#### [REQUIRED WORK]
Return the data given below exactly as it appears.

#### [Point localization data]

========

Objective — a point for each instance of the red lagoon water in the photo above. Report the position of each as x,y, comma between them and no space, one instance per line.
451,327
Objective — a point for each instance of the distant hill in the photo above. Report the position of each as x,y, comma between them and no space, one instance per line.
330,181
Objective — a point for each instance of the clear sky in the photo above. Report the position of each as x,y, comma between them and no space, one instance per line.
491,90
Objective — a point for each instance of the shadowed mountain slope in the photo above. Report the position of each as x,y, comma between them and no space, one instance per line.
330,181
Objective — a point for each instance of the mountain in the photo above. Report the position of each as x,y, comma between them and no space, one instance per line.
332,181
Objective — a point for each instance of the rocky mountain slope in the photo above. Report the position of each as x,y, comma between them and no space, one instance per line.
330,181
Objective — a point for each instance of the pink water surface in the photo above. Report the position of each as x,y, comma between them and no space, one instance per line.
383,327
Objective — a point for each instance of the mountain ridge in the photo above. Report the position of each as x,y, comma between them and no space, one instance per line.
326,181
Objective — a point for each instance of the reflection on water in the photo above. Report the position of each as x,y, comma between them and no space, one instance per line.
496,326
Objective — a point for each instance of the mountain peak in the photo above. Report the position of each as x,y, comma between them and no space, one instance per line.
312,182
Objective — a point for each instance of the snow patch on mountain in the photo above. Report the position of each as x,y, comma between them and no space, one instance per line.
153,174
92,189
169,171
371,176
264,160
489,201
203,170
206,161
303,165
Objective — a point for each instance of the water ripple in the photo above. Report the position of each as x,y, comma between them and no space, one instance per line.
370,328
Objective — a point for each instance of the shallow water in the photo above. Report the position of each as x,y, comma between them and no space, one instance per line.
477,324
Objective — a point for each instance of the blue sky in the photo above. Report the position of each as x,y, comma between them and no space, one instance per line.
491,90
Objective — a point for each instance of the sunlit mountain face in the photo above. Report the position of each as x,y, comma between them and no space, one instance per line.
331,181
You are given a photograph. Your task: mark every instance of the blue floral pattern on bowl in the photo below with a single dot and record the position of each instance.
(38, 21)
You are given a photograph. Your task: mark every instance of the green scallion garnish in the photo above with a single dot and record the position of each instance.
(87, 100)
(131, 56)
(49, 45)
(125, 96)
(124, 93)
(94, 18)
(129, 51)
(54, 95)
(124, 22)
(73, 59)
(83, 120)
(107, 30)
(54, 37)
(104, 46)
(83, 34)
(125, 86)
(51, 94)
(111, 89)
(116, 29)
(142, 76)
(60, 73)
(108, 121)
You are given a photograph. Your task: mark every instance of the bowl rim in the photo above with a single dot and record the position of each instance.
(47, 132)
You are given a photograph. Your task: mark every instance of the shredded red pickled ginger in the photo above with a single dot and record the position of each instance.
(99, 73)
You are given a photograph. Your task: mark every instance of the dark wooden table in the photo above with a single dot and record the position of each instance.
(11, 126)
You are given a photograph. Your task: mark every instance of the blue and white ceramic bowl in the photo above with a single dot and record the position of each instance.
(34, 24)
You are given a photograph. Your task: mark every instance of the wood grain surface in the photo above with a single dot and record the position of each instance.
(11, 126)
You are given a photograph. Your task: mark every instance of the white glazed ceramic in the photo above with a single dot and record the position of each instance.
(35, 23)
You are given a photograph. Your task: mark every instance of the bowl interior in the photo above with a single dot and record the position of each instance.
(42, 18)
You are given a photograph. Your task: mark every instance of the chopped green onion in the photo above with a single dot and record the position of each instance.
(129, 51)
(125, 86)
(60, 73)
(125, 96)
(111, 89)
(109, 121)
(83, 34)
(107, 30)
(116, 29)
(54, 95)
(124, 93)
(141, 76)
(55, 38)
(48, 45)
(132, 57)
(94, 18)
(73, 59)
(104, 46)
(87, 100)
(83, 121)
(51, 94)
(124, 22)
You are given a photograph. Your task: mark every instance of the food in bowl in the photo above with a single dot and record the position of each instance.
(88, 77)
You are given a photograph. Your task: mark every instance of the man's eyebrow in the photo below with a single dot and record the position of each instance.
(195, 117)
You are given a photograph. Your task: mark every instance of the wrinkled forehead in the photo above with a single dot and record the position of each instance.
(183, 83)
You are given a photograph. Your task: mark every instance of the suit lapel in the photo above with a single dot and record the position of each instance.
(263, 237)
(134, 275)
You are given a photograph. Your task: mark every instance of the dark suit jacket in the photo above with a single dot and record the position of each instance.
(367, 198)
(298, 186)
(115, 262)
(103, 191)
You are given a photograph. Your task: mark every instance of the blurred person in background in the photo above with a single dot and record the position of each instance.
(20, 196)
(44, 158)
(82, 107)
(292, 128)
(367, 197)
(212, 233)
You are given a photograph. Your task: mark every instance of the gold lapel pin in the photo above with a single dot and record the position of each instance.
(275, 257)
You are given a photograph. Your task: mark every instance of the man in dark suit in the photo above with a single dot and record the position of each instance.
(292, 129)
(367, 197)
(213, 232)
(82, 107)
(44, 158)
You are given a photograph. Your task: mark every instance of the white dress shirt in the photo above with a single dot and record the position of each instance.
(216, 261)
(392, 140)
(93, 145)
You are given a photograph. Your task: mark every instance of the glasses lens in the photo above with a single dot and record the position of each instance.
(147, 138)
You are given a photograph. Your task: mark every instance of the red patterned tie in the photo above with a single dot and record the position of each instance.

========

#### [WRITTEN REPLY]
Objective — a point for each instance of the red lagoon water in the photo above. Report the position of each as x,y, comma between them and no space, one instance per line.
451,327
Objective — a point for each instance of the distant hill in the photo above. Report the position of each as x,y, comma between them and no space, one instance per line.
330,181
Objective — a point for each instance of the clear sky in the photo above. Report the position of each as x,y, comma between them and no space, one instance per line.
491,90
Objective — a point for each instance of the shadowed mountain slope in the photo above. Report the position of each as x,y, comma between them and no space, one instance per line.
330,181
Objective — a point for each instance of the mountain in the photo above. Report the position of each as x,y, comma between them and no space, one instance per line.
332,181
Objective — a point for each instance of the rocky mountain slope in the photo above. Report the position of each as x,y, comma between them and no space, one instance per line.
330,181
Objective — a point for each instance of the pink water surface in the photo above. Report the position of each as x,y, comma between them and no space, one instance per line.
383,327
Objective — a point for each instance of the mountain ridge in the photo above. Report the position of each as x,y, comma between them and no space, one instance per line.
326,181
Objective — a point for each instance of the reflection on water in the photo above. Report the position of each as x,y, comma between them and no space, one instance per line.
496,326
Objective — a point for each instance of the mountain peak in the photo above. Report the position of each as x,y, comma between them and no space, one instance per line.
312,182
Objective — a point for each instance of the snow patch on mountain in the photo above. Report the position of each as x,y, comma between them and no space, one instance per line.
153,174
92,189
169,171
371,176
264,160
489,201
203,170
206,161
303,165
Objective — a point for each instance of the water ripple in the photo above. Report the position of each as x,y, comma between them and no space, one instance per line.
370,328
Objective — a point for each instance of the shallow water in the photo above. Report the position of each as x,y, comma between them and no space, one instance per line.
477,324
Objective — a point for each instance of the blue sky in the photo above. Report the position of each as x,y, comma between them and no space, one instance per line.
491,90
Objective — a point for each instance of the sunlit mountain face in the photo above. Report the position of each as x,y, comma between them and no space, one instance per line.
331,181
You are given a photograph. Your task: mark every instance of the blue floral pattern on bowl in the photo below with a single dot and record the position of each instance.
(38, 21)
You are given a photograph. Your task: mark every instance of the green scallion garnish in the photo above with a single dot and record the position of each instance.
(87, 100)
(131, 56)
(49, 45)
(125, 96)
(124, 93)
(94, 18)
(129, 51)
(54, 95)
(124, 22)
(73, 59)
(83, 120)
(107, 30)
(54, 37)
(104, 46)
(83, 34)
(125, 86)
(51, 94)
(111, 89)
(116, 29)
(142, 76)
(60, 73)
(108, 121)
You are given a photograph. Your task: mark every instance of the bowl rim in the photo above with a single dot and record the position of each instance.
(47, 132)
You are given a photograph. Your task: mark every instance of the shredded red pickled ginger in the photo above with a single dot and record the position of each instance.
(99, 73)
You are given a photograph. Your task: mark every instance of the dark wooden table in the photo above with a single dot and record the position of each instance.
(11, 126)
You are given a photograph. Your task: mark every instance of the blue and white ceramic bowl in the photo above with a single dot and record the position of each instance.
(34, 24)
You are given a photograph. Your task: mark every instance of the wood grain surface in the photo above with a single dot and record the position of each instance.
(11, 126)
You are given a photograph. Your task: mark every instance of the white glazed ceramic in the photo above with a single dot and record the position of each instance.
(35, 23)
You are given a photograph. Your task: mark every instance of the bowl interior in the photo above with a single dot and record the position of each instance.
(42, 18)
You are given a photograph. Your task: mark every instance of the chopped green onion in the photo above with a single dot and record the position of each instance.
(129, 51)
(125, 86)
(60, 73)
(125, 96)
(111, 89)
(109, 121)
(83, 34)
(107, 30)
(116, 29)
(54, 95)
(124, 93)
(141, 76)
(55, 38)
(48, 45)
(132, 57)
(94, 18)
(73, 59)
(104, 46)
(87, 100)
(83, 121)
(51, 94)
(124, 22)
You are given a photograph. Your task: mark every instance of the food in bowl in the photo above with a single dot and record the position of each instance.
(88, 77)
You are given a photograph. Your task: mark every instance of the man's eyebrow in the photo below with a single dot and record the position of each instance.
(195, 117)
You are given a photograph. Your task: mark every instance of the wrinkled forehead in the photo above with a single dot and record the position of each instance.
(183, 83)
You are given a photograph. Your task: mark every instance of the suit lapel in the photo above with a single dot and record the position of each instance.
(263, 237)
(134, 275)
You are given a photograph. Your task: mark every instance of the dark suit jacket in the photo above with a single dot and record the position of each instance.
(367, 198)
(298, 186)
(115, 262)
(103, 191)
You are given a photograph. Your task: mark every instance of the blurred person in background in the photo above with a single dot and record the position of each instance.
(20, 196)
(44, 158)
(82, 107)
(292, 128)
(367, 197)
(212, 233)
You are given a photograph. Your task: mark every instance of the gold lapel pin in the photo above with a single dot and record the position of each instance.
(275, 257)
You are given a photograph. Your task: mark every instance of the man in dark suit in the photo above with a single dot and record the position of each instance.
(292, 129)
(367, 197)
(213, 232)
(82, 107)
(44, 158)
You are given a photograph. Your task: mark every instance of the white dress shirt in the photo above with a single dot and record the position of each instance.
(216, 261)
(392, 140)
(93, 145)
You are given a photograph. Your task: mark every instance of the glasses lens in the photo above with a single dot and record the position of each instance.
(147, 138)
You are given a photograph. Your task: mark every instance of the red patterned tie in the photo above with a single dot and record the position of each instance.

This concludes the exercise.